┌────────

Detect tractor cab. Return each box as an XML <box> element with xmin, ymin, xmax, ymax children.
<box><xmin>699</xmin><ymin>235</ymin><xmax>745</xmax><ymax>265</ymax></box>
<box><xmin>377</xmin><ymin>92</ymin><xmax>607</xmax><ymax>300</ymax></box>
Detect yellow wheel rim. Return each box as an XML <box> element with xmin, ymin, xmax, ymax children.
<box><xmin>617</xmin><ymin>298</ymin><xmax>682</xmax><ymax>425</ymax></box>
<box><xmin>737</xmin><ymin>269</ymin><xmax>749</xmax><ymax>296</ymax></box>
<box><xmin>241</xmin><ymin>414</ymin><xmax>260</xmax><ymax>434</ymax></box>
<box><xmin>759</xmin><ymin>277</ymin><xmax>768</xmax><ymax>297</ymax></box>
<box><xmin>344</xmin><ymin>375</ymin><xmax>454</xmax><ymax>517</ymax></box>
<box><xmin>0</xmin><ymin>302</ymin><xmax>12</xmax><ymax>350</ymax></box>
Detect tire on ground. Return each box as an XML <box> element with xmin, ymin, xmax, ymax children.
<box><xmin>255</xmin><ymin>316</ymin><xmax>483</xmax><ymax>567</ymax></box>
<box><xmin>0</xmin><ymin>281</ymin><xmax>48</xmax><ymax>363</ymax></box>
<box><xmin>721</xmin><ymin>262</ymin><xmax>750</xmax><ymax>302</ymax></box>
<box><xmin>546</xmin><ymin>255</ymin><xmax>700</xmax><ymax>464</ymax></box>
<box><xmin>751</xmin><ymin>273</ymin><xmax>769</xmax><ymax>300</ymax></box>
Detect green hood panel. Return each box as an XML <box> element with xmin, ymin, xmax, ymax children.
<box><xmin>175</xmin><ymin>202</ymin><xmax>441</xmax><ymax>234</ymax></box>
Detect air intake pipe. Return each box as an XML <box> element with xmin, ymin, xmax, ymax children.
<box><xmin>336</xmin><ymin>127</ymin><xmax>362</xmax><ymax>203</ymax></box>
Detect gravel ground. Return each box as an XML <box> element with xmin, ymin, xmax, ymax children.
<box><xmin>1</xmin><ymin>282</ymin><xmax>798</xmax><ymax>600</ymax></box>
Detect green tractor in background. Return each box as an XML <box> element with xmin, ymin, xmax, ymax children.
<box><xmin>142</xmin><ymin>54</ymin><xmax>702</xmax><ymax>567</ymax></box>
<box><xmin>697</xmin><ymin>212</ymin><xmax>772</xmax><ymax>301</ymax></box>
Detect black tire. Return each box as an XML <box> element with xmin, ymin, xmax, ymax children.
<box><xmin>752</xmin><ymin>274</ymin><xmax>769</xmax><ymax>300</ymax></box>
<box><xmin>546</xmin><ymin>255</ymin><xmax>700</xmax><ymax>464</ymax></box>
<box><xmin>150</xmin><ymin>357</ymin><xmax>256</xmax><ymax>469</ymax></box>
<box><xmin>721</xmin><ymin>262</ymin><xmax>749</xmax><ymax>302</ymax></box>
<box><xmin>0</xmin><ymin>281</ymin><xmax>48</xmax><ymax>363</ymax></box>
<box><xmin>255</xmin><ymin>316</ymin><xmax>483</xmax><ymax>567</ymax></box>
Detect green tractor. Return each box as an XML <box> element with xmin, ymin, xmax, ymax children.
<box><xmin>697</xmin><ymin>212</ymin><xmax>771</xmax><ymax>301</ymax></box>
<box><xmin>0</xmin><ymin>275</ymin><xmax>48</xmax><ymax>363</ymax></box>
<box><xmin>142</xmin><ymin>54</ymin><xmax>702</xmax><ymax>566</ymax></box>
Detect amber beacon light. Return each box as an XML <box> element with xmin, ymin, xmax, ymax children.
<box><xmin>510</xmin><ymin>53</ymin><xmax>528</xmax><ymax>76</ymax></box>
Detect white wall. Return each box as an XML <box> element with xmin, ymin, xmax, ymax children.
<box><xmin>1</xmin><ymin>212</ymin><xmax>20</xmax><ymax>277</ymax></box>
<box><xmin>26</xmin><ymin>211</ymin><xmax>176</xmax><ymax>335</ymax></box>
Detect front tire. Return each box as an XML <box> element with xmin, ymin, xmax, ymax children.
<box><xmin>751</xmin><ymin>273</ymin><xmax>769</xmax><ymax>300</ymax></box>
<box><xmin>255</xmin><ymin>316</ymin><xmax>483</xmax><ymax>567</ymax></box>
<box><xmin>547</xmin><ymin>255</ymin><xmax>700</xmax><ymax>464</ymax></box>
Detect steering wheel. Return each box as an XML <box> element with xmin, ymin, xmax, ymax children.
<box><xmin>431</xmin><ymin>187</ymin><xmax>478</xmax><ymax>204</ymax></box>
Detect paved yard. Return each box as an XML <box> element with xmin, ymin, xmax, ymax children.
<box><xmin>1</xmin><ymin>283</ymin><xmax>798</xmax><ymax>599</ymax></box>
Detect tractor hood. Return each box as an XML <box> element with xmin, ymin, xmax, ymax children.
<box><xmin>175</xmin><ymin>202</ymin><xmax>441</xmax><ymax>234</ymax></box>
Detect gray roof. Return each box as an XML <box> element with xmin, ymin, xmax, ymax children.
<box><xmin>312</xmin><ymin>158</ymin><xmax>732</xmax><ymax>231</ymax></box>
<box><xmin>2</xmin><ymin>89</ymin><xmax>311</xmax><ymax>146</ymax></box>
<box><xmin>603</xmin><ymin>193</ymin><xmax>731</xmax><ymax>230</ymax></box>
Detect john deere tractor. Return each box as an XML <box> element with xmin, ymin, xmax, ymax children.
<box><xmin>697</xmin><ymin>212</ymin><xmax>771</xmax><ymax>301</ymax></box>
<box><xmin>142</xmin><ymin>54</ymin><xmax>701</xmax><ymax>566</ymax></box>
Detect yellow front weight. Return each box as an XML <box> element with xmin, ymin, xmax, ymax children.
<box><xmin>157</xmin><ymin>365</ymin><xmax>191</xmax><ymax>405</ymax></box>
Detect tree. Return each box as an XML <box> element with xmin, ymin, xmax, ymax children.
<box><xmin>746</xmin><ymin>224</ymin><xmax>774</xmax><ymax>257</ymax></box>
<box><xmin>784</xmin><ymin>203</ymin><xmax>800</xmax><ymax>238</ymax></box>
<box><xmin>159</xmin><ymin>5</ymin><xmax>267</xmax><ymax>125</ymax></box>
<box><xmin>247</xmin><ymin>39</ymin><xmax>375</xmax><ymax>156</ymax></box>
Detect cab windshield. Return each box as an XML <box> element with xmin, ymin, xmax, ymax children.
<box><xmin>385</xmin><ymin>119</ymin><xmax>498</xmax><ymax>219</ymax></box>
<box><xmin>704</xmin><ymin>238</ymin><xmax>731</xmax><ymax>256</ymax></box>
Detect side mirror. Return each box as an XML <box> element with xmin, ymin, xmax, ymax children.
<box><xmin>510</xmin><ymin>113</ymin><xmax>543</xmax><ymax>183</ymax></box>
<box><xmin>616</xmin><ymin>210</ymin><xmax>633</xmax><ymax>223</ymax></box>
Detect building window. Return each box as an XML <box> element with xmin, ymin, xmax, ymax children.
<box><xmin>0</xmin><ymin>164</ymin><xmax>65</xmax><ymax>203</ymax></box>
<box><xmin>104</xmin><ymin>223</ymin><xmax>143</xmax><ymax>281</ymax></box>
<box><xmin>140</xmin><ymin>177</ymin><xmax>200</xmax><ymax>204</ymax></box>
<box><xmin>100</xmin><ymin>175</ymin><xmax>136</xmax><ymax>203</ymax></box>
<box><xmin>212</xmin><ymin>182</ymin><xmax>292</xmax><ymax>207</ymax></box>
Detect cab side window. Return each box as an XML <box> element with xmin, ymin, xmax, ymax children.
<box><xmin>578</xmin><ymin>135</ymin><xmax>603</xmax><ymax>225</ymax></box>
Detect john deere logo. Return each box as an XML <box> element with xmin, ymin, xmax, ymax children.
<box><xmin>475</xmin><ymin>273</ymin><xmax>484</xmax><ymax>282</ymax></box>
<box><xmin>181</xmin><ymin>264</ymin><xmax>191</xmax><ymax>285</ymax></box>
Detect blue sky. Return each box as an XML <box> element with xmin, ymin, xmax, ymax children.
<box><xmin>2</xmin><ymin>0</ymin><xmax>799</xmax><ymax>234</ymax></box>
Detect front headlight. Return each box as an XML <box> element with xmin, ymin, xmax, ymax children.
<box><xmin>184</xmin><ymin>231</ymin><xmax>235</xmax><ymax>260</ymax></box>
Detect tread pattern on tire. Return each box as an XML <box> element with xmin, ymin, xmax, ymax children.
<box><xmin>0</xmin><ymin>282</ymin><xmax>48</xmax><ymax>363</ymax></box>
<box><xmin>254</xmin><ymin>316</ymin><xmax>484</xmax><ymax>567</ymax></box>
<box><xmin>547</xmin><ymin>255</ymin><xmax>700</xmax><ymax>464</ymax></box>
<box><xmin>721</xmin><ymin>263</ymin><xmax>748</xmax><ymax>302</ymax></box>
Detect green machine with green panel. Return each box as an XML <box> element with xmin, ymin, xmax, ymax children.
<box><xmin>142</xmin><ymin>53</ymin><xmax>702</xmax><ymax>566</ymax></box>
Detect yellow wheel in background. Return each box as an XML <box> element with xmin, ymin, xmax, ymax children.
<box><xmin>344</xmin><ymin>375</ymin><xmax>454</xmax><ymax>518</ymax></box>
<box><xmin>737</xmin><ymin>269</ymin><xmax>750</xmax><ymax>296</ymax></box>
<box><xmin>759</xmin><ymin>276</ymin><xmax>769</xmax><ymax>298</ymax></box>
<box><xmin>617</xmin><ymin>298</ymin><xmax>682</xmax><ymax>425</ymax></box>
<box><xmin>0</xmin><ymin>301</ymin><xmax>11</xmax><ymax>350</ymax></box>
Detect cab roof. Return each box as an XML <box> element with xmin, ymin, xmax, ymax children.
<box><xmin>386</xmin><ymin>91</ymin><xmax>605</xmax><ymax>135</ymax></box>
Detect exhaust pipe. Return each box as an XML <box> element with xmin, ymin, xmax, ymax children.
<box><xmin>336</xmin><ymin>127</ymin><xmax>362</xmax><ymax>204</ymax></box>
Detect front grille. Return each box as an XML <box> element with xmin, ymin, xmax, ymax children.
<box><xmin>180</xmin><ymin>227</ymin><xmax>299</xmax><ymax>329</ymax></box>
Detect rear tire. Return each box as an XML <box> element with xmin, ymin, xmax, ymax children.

└────────

The line with "Detect exhaust pipe." through the last line of the entries above: output exactly those lines and nothing else.

* **Task output**:
Detect exhaust pipe. Return each box as an XML <box> element with xmin, ymin, xmax, ymax children.
<box><xmin>336</xmin><ymin>127</ymin><xmax>362</xmax><ymax>204</ymax></box>
Detect front grille. Return each box as an XML <box> element with xmin, ymin, xmax, ymax children.
<box><xmin>180</xmin><ymin>227</ymin><xmax>299</xmax><ymax>329</ymax></box>
Detect rear tire. Return each box as an XML <box> element with xmin, ymin, xmax, ymax children.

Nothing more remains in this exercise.